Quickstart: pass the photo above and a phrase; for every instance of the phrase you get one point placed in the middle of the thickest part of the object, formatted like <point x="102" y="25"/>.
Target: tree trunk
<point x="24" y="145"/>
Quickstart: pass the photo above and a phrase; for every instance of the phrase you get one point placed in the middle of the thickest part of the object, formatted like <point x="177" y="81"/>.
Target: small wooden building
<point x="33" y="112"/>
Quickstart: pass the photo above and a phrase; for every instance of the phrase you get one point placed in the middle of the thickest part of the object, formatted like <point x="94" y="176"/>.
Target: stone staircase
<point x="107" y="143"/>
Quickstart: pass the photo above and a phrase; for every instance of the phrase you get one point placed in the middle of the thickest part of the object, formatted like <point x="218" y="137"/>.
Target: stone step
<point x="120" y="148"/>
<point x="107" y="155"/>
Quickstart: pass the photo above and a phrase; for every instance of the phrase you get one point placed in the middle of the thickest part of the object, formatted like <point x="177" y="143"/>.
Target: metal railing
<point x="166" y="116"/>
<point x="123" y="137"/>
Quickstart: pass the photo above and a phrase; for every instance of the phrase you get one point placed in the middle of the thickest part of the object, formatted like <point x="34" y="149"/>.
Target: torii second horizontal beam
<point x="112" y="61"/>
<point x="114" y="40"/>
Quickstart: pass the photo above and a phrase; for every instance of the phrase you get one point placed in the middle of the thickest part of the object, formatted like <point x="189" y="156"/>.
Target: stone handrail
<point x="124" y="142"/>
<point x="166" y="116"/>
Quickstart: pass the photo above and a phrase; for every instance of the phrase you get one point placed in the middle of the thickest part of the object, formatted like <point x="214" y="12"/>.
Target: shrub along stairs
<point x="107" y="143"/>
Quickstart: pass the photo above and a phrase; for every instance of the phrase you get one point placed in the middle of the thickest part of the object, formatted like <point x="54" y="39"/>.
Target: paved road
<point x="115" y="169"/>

:::::

PROBLEM DESCRIPTION >>
Write out every entry word for word.

COMPLETE ANSWER >>
Quickstart: pass the photo above and a phrase; for every instance of the phrase you get one point placed in the middle of the thickest part of the object, formatted like <point x="102" y="25"/>.
Target: tree trunk
<point x="24" y="145"/>
Quickstart: pass the photo above and a phrase; for every instance of the phrase you get one point placed in the middle of the thickest part of the object, formatted like <point x="177" y="81"/>.
Target: small wooden building
<point x="33" y="112"/>
Quickstart: pass the photo above and a phrase; for every instance of the phrase you get one point placed in the middle of the thickest part of the object, formatted like <point x="94" y="176"/>.
Target: stone staircase
<point x="107" y="143"/>
Quickstart: pass the photo above and a phrase; for every instance of the phrase you get one point placed in the middle of the thickest part of the object, formatted like <point x="218" y="137"/>.
Target: stone step
<point x="120" y="148"/>
<point x="107" y="155"/>
Quickstart: pass the photo above and a phrase; for every instance of the phrase you get one point placed in the middle of the thickest part of the object, formatted like <point x="177" y="143"/>.
Target: metal railing
<point x="166" y="116"/>
<point x="123" y="137"/>
Quickstart: pass the photo above and a phrase; for every instance of the phrase you get one point placed in the middle of the thickest part of the object, formatted like <point x="34" y="149"/>.
Target: torii second horizontal beam
<point x="112" y="61"/>
<point x="114" y="40"/>
Quickstart: pass the photo above and a phrase; for every instance of the phrase you get one point placed in the middle of the thickest part of the object, formatted like <point x="189" y="156"/>.
Target: stone handrail
<point x="124" y="142"/>
<point x="166" y="116"/>
Quickstart: pass the photo above and a phrase; for every instance of the phrase you get one point placed in the middle of the thickest part of the object, formatted like <point x="214" y="12"/>.
Target: shrub along stairs
<point x="107" y="143"/>
Quickstart: pass the photo above and a phrase; for every instance of the phrase you get one point placed in the middle of the thickest part of the object, formatted like <point x="54" y="39"/>.
Target: paved road
<point x="115" y="169"/>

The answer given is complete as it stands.